(About this exercise) Return every record exactly as it appears. Leave nothing out.

(Data records)
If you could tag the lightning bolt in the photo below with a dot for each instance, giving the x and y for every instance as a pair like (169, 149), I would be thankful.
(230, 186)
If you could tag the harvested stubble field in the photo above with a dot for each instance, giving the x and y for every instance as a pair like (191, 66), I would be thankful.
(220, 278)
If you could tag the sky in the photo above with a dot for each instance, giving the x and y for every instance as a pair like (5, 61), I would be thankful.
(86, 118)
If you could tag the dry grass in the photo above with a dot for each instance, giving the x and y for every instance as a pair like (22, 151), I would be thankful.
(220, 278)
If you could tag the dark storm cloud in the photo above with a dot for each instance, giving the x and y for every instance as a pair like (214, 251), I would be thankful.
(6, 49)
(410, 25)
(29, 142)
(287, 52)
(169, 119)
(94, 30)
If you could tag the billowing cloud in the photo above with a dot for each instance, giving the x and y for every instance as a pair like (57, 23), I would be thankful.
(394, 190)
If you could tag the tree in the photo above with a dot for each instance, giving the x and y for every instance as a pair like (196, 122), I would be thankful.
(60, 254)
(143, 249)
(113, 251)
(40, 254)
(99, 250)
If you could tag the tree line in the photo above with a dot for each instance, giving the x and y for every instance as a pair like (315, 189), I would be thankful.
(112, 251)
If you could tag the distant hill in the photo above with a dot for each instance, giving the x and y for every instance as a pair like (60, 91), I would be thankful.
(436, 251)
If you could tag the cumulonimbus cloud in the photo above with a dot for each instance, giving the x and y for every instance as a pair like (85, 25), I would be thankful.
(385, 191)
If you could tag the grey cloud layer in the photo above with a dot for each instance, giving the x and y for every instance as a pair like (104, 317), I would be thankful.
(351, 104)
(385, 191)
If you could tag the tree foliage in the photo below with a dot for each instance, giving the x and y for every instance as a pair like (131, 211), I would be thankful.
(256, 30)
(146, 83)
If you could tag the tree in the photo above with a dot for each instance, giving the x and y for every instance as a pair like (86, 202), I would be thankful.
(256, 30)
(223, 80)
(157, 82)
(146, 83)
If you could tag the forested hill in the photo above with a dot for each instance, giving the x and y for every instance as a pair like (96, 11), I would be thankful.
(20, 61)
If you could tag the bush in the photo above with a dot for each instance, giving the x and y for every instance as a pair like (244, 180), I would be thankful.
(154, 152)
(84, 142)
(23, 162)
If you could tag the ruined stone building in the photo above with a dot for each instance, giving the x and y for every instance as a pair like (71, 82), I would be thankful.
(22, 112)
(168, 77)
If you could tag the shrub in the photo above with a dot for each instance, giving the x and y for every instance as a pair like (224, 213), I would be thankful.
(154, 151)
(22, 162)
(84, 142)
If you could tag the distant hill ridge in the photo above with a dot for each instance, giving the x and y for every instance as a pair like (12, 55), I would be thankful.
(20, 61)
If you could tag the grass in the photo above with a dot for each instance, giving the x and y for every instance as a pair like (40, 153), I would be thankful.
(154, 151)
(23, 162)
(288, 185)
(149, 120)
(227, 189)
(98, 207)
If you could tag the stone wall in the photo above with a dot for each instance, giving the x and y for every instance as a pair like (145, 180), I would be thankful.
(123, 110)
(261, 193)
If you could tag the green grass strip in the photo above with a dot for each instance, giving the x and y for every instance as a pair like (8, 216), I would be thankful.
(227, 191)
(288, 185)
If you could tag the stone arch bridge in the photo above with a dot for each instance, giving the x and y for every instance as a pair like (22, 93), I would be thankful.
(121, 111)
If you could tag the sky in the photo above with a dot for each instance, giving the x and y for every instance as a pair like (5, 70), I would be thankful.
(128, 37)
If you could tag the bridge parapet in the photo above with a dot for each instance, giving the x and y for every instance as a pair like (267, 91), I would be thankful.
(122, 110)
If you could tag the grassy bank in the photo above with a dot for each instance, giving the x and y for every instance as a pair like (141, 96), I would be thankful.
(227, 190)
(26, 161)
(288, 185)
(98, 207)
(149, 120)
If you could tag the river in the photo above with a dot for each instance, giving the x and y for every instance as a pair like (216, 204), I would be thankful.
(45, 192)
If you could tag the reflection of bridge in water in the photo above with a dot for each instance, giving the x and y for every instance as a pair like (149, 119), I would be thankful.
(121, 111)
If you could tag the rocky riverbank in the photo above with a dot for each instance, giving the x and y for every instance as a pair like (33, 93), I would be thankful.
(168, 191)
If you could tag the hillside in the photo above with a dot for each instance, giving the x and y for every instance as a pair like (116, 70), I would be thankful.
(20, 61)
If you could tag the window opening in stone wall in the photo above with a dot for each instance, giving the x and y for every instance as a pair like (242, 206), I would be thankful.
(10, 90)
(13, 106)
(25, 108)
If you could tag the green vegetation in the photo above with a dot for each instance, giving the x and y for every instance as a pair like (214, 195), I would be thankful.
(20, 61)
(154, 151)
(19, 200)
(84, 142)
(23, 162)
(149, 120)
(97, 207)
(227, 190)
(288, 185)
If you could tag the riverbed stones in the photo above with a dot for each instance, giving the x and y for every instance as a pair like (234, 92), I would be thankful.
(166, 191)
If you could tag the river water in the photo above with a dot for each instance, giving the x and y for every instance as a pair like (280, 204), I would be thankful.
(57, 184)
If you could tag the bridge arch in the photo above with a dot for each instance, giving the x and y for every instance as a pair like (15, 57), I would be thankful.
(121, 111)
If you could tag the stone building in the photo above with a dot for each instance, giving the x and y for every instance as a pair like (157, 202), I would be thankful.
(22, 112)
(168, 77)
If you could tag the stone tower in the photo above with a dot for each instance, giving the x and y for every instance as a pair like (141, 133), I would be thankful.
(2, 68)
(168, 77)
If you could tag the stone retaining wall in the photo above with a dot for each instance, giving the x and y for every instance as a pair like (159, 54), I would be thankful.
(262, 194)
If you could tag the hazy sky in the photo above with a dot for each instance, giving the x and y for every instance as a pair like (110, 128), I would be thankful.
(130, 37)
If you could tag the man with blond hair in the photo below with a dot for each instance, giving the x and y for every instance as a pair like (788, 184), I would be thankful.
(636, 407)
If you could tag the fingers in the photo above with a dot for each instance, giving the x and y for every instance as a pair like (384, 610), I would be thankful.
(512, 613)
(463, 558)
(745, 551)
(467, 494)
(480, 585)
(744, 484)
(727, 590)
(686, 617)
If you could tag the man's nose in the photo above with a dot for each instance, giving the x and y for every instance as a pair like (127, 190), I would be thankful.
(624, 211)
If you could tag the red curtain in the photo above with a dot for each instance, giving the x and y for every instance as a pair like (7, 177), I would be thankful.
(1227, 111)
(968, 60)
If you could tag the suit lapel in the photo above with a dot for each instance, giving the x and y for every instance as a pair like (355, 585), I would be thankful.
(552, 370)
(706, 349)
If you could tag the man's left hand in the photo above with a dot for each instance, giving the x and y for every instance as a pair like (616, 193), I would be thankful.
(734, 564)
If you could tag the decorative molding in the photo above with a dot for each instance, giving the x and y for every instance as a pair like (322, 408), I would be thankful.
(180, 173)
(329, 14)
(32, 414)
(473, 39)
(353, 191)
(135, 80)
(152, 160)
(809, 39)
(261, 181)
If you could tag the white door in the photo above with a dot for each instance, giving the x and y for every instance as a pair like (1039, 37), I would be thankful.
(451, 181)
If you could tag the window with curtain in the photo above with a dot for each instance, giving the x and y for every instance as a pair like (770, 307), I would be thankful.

(Solution to this exercise)
If you could tag the lightning bolt in the photo below with a dot for each instance, giving the x and y for every instance as a pair like (169, 149), I would be thankful.
(230, 186)
If you could tag the harvested stubble field in the photo above with a dot for each instance, giving the x and y for every instance as a pair like (191, 66), I would be thankful.
(220, 278)
If you could tag the sky in the photo above with a dot for each instance, giving the x and y for every instance as a pair like (5, 61), I would be thankful.
(86, 118)
If you could tag the dry grass in the photo above with a dot for each instance, giving the x and y for every instance as a pair like (22, 151), I would be thankful.
(220, 278)
If you could tag the dark storm cloud in the photo above with a dot for each instance, giving the x and y for every instance as a pair like (214, 251), I would be thankful.
(6, 49)
(410, 25)
(29, 142)
(287, 52)
(169, 119)
(94, 30)
If you could tag the billowing cloud in the photo above with a dot for each instance, giving the x and y for every instance as a pair like (57, 23), I would be thankful.
(394, 190)
If you could tag the tree in the photo above with a dot for each instance, giving the x and y for every instance as a pair like (196, 122), I would be thankful.
(60, 254)
(143, 249)
(113, 251)
(40, 254)
(99, 250)
If you could tag the tree line in the photo above with a dot for each instance, giving the x and y for every instance as a pair like (315, 189), I would be thankful.
(112, 251)
If you could tag the distant hill in the photo above with a dot for each instance, giving the x and y for every instance as a pair like (60, 91), I would be thankful.
(436, 251)
If you could tag the cumulonimbus cloud in the photo above with a dot for each instance, giving the x and y for every instance as a pair like (85, 25), I would be thankful.
(385, 191)
If you could tag the grey cloud layer in the photo above with a dot for each instance, giving the x and y for every instance as a pair like (104, 317), I would be thankful.
(351, 104)
(385, 191)
If you could tag the tree foliage in the photo below with a dot for each instance, giving the x and y for every instance as a pair like (131, 211), I would be thankful.
(256, 30)
(146, 83)
If you could tag the tree in the photo above with a dot for each instance, giving the x and y for every instance as a pair like (86, 202), I would be thankful.
(256, 30)
(223, 80)
(157, 82)
(146, 83)
If you could tag the forested hill in the photo above with a dot for each instance, giving the x and y for every instance as a pair like (96, 11), I would be thankful.
(20, 61)
If you could tag the bush in the photo above with a dot for each instance, giving the x and y for every instance as a pair like (244, 180), I would be thankful.
(154, 152)
(84, 142)
(23, 162)
If you could tag the ruined stone building in the photo above with a dot for each instance, giving the x and y for every instance as a pair like (71, 82), I would be thankful.
(22, 112)
(168, 77)
If you could tag the shrub in the photo above with a dot for each instance, giving the x and y for every instance as a pair like (224, 213), I would be thankful.
(154, 151)
(22, 162)
(84, 142)
If you could tag the distant hill ridge in the photo above with a dot for each instance, giving the x and y for every instance as a pair like (12, 55), I would be thankful.
(20, 61)
If you could tag the grass in the photo above with a dot for each instance, giving the x and y for every instance as a pair like (40, 153), I would be thankful.
(154, 151)
(23, 162)
(288, 185)
(149, 120)
(227, 189)
(98, 207)
If you could tag the stone wall in the photo above with a dot for each instance, giving the x and y for every instance as a pair like (145, 180), I would be thankful.
(123, 110)
(261, 193)
If you could tag the green grass strip in the photo above with a dot for each instance, giving the x and y for every instance as a pair like (8, 216), I would be thankful.
(227, 191)
(288, 185)
If you could tag the stone arch bridge in the photo above with a dot for each instance, giving the x and y for every instance as a pair like (22, 93), I would be thankful.
(121, 111)
If you could tag the sky in the photo above with a dot for each instance, giving the x and y for every instance as a pair like (5, 70), I would be thankful.
(128, 37)
If you could tag the bridge parapet in the photo above with a dot for each instance, giving the x and y for every instance as a pair like (267, 91), I would be thankful.
(122, 110)
If you could tag the grassy bank in the photo above with a dot for each instance, giving the x and y for every instance as a pair like (141, 96), I would be thankful.
(227, 190)
(26, 161)
(288, 185)
(98, 207)
(149, 120)
If you could tag the river in the photo above with a dot for each instance, giving the x and y for every instance as a pair like (216, 204), I would be thankful.
(45, 192)
If you could tag the reflection of bridge in water in the photo above with a dot for each instance, giving the x and y for every instance as a pair like (149, 119), I would be thankful.
(121, 111)
If you could tag the rocky riverbank in the photo above with a dot for each instance, giving the x and y for every instance as a pair like (33, 93), I would be thankful.
(168, 191)
If you could tag the hillside in the photo above with a dot for each instance, giving the x and y for every instance as a pair like (116, 70), I would be thankful.
(20, 61)
If you could tag the window opening in stone wall in the photo above with a dot for each instance, giving the x and y for every instance as a pair like (242, 206), I would be thankful.
(10, 90)
(13, 106)
(25, 108)
If you could tag the green vegetation in the photo above with a dot for each instance, giving the x and y for every instance as a pair like (214, 195), I would be thankful.
(20, 61)
(154, 151)
(19, 200)
(84, 142)
(23, 162)
(149, 120)
(97, 207)
(227, 190)
(288, 185)
If you could tag the riverbed stones in the photo above with a dot for each instance, giving the x and y for every instance as a pair like (234, 92), I would be thankful.
(166, 191)
If you could tag the river water in the photo above with a dot for each instance, giving the x and y for every instance as a pair like (280, 204), I would be thankful.
(57, 184)
If you could tag the bridge arch in the photo above with a dot for each instance, giving the x and y for every instance as a pair like (15, 57), I would be thankful.
(121, 111)
If you could tag the stone building in the photo above with a dot for each instance, giving the x and y for every instance as a pair like (157, 202), I would be thankful.
(22, 112)
(168, 77)
If you could tag the stone tower in the photo above with a dot for each instance, giving the x and y for every instance as a pair like (141, 133), I would be thankful.
(2, 68)
(168, 77)
If you could tag the stone retaining wall in the photo above with a dot for each instance, giving the x and y for every instance as a pair like (159, 54), I would be thankful.
(262, 194)
If you could tag the hazy sky in the photo above with a dot for each instance, giving the x and y for every instance as a pair like (110, 128), I would be thankful.
(130, 37)
If you could tag the man with blond hair in the photo below with a dot for each instance, giving the x and y for every instance as a pair like (788, 184), I would be thankful.
(636, 407)
If you could tag the fingers in the photo above with a dot for each instance, giving the x and y for every instance as a pair like (384, 610), I would be thankful.
(512, 613)
(463, 558)
(745, 551)
(467, 494)
(480, 585)
(744, 484)
(727, 590)
(686, 617)
If you could tag the man's nose in the photo above with a dot for each instance, giving the x and y for every instance as a pair like (127, 190), I would be thankful.
(624, 211)
If you could tag the red curtain in the photo above with a dot for each instance, giving the x and y for every instance as a pair like (7, 177), I would be thankful.
(1227, 111)
(968, 60)
If you could tag the suit lapel in the photo above with a dot for each instance, giving the x and y for every instance as a pair like (355, 585), I would be thankful.
(552, 370)
(706, 349)
If you could tag the man's left hand in the photo above with a dot for each instance, giving the x and y for every instance as a pair like (616, 193), I would be thankful.
(734, 564)
If you could tag the decorative molding in the photo above with a dot for each instance, giving the x and y for every instance as a pair like (322, 408), I would be thankful.
(180, 173)
(329, 14)
(32, 414)
(473, 39)
(353, 191)
(135, 80)
(152, 160)
(809, 39)
(261, 181)
If you could tag the white door in the photo above with a dot for each instance, giving the x and y for every instance as a pair like (1039, 37), I would be thankful.
(451, 181)
If you could tag the window with curtain in the photo above with a dot for each instance, giving the x and y for every instance as a pair like (770, 307), I would be thankful.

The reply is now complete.